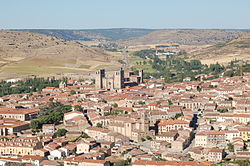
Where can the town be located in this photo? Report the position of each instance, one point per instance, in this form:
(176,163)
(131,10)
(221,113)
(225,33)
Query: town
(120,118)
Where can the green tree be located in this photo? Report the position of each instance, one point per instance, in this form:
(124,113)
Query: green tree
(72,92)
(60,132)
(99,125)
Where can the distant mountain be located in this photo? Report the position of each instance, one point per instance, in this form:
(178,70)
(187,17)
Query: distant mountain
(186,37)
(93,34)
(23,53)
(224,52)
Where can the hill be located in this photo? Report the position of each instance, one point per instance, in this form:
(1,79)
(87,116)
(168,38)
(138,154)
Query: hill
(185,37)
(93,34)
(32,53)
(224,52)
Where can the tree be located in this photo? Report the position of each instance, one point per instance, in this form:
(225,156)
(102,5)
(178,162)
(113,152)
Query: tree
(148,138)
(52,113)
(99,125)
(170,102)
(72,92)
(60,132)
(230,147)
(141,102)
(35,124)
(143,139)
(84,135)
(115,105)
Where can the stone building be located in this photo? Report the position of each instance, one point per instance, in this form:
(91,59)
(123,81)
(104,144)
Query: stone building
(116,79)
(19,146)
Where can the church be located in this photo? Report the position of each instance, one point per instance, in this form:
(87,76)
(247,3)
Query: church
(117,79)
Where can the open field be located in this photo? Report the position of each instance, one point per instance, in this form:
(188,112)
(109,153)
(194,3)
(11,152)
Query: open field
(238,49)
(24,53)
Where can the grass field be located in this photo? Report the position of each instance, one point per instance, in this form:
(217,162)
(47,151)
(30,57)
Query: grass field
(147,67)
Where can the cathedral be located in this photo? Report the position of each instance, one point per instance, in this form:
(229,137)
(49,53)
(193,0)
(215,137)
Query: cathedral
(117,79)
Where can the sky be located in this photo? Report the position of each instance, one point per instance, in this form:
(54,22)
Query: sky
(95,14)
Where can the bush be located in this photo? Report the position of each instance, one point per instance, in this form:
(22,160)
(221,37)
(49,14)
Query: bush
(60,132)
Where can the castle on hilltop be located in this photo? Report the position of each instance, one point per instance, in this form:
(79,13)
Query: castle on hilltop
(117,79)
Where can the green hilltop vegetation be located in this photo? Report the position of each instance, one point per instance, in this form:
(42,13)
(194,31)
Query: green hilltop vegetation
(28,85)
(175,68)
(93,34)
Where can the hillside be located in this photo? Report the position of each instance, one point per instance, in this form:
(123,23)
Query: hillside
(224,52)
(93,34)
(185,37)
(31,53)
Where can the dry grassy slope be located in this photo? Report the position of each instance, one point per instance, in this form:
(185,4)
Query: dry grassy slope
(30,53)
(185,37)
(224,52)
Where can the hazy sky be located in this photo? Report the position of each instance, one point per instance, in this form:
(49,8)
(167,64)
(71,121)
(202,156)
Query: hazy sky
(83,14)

==

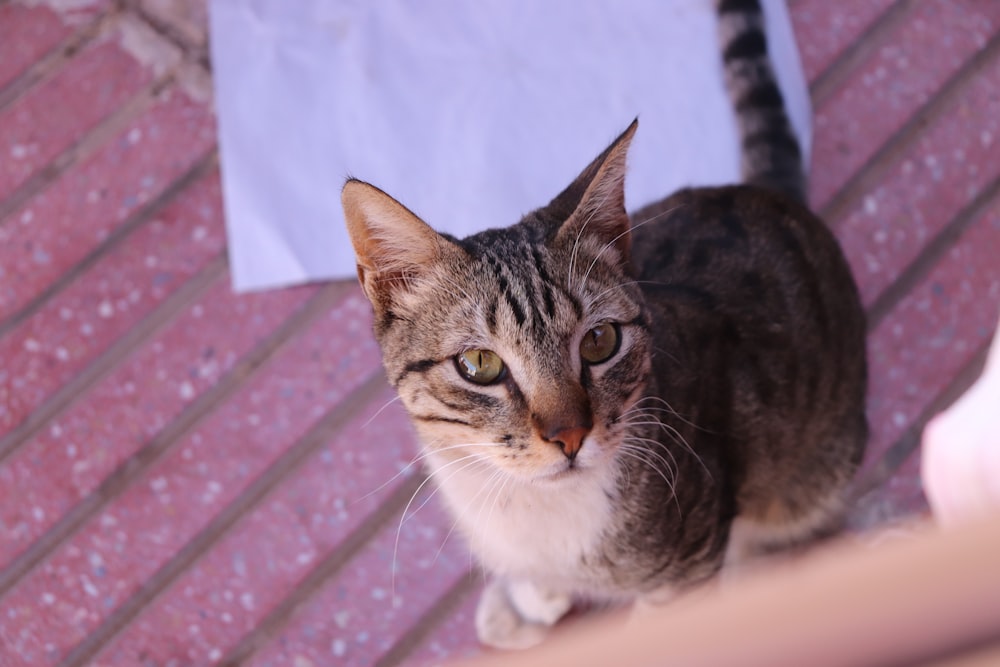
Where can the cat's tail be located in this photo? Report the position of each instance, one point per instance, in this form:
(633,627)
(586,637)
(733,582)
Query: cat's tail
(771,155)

...

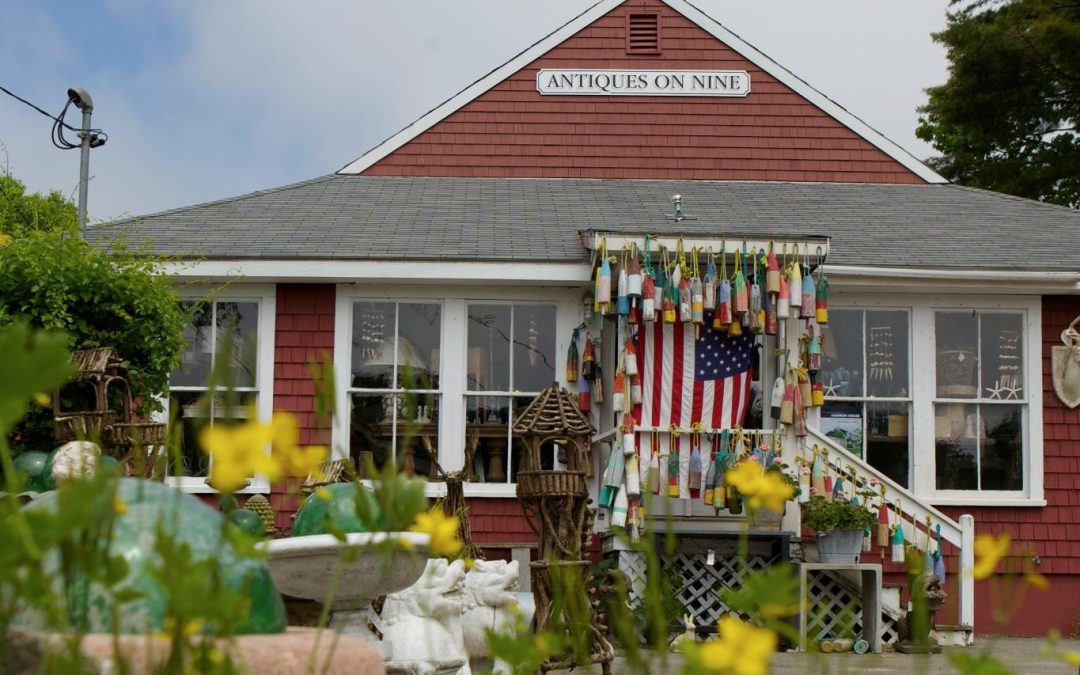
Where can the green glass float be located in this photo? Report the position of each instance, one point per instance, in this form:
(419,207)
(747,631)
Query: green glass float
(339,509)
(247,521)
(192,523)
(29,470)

● **WHAT YOU WILL DO**
Please give back exactly the lines of this listing beginning at the line with "Where can the sky" and ending with the line with "Where can the bush", both included, and nothing else.

● **SOLUTION FOR THIS TASK**
Where can the sky be located in this photo? Report the position of each instance, one point per instance, in this form:
(54,22)
Query: sky
(95,14)
Where can the bush be located in this photo? Report the position of each instance, one point per instance, in this form:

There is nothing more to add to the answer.